» EXCERTO DO TEXTO:
○ ○ ○ ○ ○
O texto evangélico de hoje pertence ao final de uma série de instruções aos discípulos para o exercício da sua missão apostólica (Mt 10, 16-42); nestes versículos sobressaem a radicalidade no seguimento sem meias tintas (vv. 37-39) e a identificação com o Mestre (vv. 40-42).

37 «Quem ama o pai ou a mãe mais do que a Mim…» Note-se que Jesus não se coloca simplesmente no plano de qualquer rabi seu contemporâneo a exigir dos seus discípulos (talmidîm) os mesmos serviços que se deviam prestar aos pais, ou ainda mais. As palavras de Jesus apelam para uma radicalidade de um amor que só é devido a Deus, mais acentuada ainda no texto paralelo de Lucas (14, 26-27). Só um homem que é Deus poderia falar assim com verdade. De qualquer modo, não existe nenhuma oposição entre o amor a Deus e à família, entre o primeiro e o quarto mandamento. O que Jesus exige é uma recta ordem no amor; por isso, não é licito pôr o amor dos pais e dos filhos antes ou acima do amor de Deus.
○ ○ ○ ○ ○
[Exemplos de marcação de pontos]

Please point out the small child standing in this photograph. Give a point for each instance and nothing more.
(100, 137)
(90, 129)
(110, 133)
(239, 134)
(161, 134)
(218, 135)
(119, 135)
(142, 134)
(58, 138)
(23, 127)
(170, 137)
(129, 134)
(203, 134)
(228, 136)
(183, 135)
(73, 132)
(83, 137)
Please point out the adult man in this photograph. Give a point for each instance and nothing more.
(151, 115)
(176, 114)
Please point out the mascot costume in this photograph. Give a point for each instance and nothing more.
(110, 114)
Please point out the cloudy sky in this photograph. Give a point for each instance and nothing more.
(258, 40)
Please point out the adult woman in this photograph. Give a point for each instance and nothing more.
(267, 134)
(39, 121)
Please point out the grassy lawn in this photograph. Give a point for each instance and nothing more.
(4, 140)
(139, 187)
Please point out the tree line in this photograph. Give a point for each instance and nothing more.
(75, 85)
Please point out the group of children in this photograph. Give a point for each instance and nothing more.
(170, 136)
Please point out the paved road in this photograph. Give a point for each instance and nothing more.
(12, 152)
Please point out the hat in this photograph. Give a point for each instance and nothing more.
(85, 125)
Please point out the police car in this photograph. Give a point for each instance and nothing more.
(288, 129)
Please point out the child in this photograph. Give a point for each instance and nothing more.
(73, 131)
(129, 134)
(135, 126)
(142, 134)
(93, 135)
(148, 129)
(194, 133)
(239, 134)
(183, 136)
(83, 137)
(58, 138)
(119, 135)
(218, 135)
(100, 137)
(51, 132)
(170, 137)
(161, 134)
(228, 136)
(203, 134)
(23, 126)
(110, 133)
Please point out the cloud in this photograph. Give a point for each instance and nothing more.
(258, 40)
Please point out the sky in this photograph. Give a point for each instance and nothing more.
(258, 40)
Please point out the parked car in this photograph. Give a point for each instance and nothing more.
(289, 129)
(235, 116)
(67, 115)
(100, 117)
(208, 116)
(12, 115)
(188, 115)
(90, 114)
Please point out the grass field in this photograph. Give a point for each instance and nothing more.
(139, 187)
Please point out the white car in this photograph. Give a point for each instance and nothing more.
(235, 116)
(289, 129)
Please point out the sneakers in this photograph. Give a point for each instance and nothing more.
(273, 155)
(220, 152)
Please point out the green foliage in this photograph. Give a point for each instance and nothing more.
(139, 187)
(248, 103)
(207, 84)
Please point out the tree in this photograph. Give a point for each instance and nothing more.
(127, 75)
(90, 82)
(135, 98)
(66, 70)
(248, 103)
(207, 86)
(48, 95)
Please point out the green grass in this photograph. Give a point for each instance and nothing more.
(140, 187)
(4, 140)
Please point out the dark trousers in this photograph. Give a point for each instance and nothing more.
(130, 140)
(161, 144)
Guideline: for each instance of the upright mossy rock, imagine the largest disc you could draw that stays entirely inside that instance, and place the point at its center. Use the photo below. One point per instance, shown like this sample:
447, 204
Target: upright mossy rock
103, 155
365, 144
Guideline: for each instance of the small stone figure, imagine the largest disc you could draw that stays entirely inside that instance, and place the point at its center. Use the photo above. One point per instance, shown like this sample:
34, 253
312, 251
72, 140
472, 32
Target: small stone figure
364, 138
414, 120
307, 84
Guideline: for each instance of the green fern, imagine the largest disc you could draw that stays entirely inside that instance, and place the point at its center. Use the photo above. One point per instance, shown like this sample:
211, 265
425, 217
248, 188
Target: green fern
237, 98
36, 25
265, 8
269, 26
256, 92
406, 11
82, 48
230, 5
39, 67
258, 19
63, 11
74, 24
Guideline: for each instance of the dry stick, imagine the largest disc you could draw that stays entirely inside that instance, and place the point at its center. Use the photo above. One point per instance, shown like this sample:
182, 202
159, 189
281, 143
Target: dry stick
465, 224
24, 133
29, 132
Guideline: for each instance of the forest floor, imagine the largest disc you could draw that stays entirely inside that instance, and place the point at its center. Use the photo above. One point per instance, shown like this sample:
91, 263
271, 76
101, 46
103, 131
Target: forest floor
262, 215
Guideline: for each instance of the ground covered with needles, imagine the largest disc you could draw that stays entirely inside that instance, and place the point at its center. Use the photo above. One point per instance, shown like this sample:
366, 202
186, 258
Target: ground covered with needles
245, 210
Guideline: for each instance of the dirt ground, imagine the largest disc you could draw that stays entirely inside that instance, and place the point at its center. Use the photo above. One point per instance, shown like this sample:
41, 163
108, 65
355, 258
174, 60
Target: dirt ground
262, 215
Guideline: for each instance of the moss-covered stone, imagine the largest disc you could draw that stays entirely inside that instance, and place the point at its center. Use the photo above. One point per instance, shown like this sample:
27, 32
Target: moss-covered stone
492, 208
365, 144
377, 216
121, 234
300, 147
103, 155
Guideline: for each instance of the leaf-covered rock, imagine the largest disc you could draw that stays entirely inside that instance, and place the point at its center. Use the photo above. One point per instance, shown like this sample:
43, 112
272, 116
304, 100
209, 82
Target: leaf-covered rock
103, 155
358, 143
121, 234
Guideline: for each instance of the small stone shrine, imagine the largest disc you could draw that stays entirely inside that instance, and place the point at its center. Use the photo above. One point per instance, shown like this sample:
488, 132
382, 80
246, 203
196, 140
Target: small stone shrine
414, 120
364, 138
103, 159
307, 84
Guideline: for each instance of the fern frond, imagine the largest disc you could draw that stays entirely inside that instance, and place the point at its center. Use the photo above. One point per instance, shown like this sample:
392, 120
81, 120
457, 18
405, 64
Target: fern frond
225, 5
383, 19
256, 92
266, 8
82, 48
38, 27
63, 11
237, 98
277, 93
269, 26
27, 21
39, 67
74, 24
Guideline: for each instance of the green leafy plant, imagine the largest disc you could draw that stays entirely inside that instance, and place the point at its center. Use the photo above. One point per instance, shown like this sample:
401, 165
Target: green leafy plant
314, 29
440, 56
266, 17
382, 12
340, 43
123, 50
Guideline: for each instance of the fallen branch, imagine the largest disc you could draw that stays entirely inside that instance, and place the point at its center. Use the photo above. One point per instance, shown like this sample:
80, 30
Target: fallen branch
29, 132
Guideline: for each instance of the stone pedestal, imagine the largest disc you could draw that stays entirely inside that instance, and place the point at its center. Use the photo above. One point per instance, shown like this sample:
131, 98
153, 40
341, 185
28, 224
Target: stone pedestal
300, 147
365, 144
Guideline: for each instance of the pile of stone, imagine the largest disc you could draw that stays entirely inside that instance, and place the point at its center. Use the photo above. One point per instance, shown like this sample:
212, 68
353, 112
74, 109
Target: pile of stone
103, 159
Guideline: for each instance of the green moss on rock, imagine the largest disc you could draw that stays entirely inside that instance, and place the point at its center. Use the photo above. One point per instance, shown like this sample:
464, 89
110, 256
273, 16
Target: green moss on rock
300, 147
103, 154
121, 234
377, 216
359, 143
○ ○ ○ ○ ○
» TAREFAS DO EXERCÍCIO:
1. Segundo o comentário ao Evangelho, em que texto paralelo a radicalidade exigida por Jesus aparece ainda mais acentuada?
2. Prossiga o comentário ao Evangelho a partir da última frase apresentada.
Os itens são material à parte, sem relação com o comentário ao Evangelho.

» RESPOSTAS ESPERADAS:
1. No texto paralelo de Lucas (14, 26-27).

2.
O Senhor pede generosidade para O seguir. Ele há de ser o nosso primeiro amor. Para os sacerdotes e para todos os cristãos. Não podemos compartilhar o nosso coração como se tivéssemos vários deuses para adorar. Todos os amores humanos, por mais nobres que sejam, têm de passar pelo coração de Deus. É na medida em que amamos os pais, os filhos, a mulher, o marido, ou os amigos por amor de Deus que esses amores têm garantias de serem verdadeiros e duráveis. O resto são ilusões e construir sobre areia movediça.

Saibamos purificar o nosso amor humano, sabendo sacrificar tudo com alegria para amar e servir a Deus. E teremos um coração grande para amar os que estão mais perto de nós e a todos os homens.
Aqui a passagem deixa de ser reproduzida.